##### RECORDS FOR PROCESSING #####

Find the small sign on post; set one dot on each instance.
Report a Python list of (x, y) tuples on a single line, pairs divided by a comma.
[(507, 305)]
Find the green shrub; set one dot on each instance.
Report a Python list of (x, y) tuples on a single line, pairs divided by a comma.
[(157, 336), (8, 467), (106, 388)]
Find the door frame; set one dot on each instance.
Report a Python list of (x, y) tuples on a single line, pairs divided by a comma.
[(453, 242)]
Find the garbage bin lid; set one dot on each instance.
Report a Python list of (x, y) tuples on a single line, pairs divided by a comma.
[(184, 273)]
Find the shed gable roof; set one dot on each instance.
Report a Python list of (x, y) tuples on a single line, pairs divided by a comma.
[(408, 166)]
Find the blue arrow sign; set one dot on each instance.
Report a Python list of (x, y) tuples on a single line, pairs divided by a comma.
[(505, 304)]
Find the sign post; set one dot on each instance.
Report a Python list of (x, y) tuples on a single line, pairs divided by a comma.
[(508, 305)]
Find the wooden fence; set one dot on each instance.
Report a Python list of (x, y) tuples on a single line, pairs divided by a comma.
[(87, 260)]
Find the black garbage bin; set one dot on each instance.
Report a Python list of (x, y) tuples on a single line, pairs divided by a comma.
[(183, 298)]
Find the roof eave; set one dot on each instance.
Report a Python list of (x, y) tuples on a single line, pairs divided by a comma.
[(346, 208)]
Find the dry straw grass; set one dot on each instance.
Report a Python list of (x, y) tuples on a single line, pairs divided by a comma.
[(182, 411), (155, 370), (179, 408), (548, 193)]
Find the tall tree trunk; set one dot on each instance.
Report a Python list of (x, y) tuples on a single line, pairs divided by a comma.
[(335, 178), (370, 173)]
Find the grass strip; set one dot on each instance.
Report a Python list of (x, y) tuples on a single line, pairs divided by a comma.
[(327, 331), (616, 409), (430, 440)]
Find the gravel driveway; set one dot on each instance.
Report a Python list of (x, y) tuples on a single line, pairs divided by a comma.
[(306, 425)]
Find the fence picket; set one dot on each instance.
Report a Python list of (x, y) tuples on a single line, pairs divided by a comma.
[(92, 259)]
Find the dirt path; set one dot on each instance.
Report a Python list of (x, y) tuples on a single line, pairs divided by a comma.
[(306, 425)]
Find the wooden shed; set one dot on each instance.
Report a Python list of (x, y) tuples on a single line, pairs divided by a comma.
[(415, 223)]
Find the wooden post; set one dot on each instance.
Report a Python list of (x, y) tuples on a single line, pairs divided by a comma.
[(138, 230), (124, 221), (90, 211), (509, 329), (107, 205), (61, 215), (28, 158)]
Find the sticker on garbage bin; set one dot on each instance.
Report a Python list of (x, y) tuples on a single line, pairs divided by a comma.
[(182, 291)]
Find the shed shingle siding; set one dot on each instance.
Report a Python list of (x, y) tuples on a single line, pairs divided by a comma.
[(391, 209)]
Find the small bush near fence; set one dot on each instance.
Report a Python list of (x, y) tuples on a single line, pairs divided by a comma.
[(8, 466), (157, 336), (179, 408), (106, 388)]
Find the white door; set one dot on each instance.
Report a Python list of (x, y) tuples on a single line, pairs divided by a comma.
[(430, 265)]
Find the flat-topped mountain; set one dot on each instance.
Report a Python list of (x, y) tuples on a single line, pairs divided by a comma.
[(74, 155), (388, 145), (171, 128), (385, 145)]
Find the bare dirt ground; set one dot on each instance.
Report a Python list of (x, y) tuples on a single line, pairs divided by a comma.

#####

* _REQUEST_
Repeat every record above word for word, with each line in its original order and unchanged.

* _ANSWER TO THE EXERCISE_
Find the small sign on post; set one dot on each instance.
Report a Python list of (x, y) tuples on a single line, pairs divided by a comma.
[(507, 305)]
Find the green shrub; set one dot on each instance.
Report a Python list of (x, y) tuples on a single line, pairs divided by a comma.
[(157, 336), (8, 467), (106, 388)]
Find the door frame; set one dot on each instance.
Report a Python list of (x, y) tuples on a single line, pairs divided by a comma.
[(453, 242)]
Find the garbage bin lid; set one dot on each instance.
Report a Python list of (x, y) tuples on a single line, pairs divided by a comma.
[(184, 273)]
Find the shed gable roof; set one dot on each instance.
Report a Python list of (x, y) tuples on a single line, pairs divided by a comma.
[(408, 166)]
Find the blue arrow sign; set one dot on each instance.
Report a Python list of (x, y) tuples on a single line, pairs divided by a comma.
[(505, 304)]
Find the sign post; set one dot on each instance.
Report a Python list of (x, y) tuples on a single line, pairs divided by a comma.
[(508, 305)]
Find the wooden fence; set one dot on each instance.
Report a Python list of (x, y) tuples on a single line, pairs divided by a comma.
[(87, 260)]
Find the black garbage bin; set one dot on each instance.
Report a Python list of (x, y) tuples on a single line, pairs divided by a comma.
[(183, 298)]
Find the roof eave; set one dot on each instance.
Report a Python list of (x, y) tuples on a single line, pairs divided by a comma.
[(346, 208)]
Find the dry straw grass; set one dot on each instance.
Report a Python list of (x, y) tuples on a single line, pairs divided by a comma.
[(182, 411), (155, 370), (179, 408), (548, 193)]
Find the tall tree trunk; set one dot on each instance.
Report a Python list of (x, y) tuples on a single line, pairs divided by a comma.
[(335, 178), (370, 173)]
Find the grass strip; set one dot on each instance.
Report a Python list of (x, y) tuples on a single line, pairs divided by a comma.
[(327, 331), (616, 409), (430, 440)]
Find the gravel driveway; set one dot on each instance.
Report a Python list of (x, y) tuples on a single line, pairs divided by a comma.
[(306, 425)]
Find the fence picket; set one dot on each instance.
Report a Python list of (x, y) tuples on a single line, pairs divided by a comma.
[(92, 259)]
Find the dirt path; set one dot on each instance.
Report a Python list of (x, y) tuples on a single line, pairs divided by a comma.
[(306, 425)]
Find the wooden shed; set one dot on each instance.
Report a Python list of (x, y) tuples on a single line, pairs divided by a comma.
[(415, 223)]
Find the wooden post; set one dot on each instance.
Report a Python list of (x, y) tuples on a single line, pairs divided by a comma.
[(138, 230), (124, 221), (90, 211), (509, 329), (107, 205), (61, 215), (28, 158)]
Find the sticker on garbage bin; set one dot on each instance.
Report a Python list of (x, y) tuples on a single line, pairs divided by a comma.
[(182, 291)]
Find the shed shingle siding; set one dot on each instance.
Report a Python list of (x, y) tuples on a single line, pairs divided by a comma.
[(391, 209)]
Find the small bush near fence; set one dot on each instance.
Report a Python list of (x, y) tuples on a single line, pairs divided by a comma.
[(8, 466), (157, 336), (179, 408), (106, 388)]
Find the white door; set one dot on each instance.
Report a Python list of (x, y) tuples on a single line, pairs divided by a comma.
[(430, 265)]
Find the flat-topped mountain; set one dot on each instance.
Report a Python list of (x, y) tuples on a single line, pairs divided by a comma.
[(74, 155), (388, 145), (171, 128), (385, 145)]
Find the bare dirt ground; set one dot on each instance.
Report a Python list of (x, y) tuples on a single line, pairs divided by a comma.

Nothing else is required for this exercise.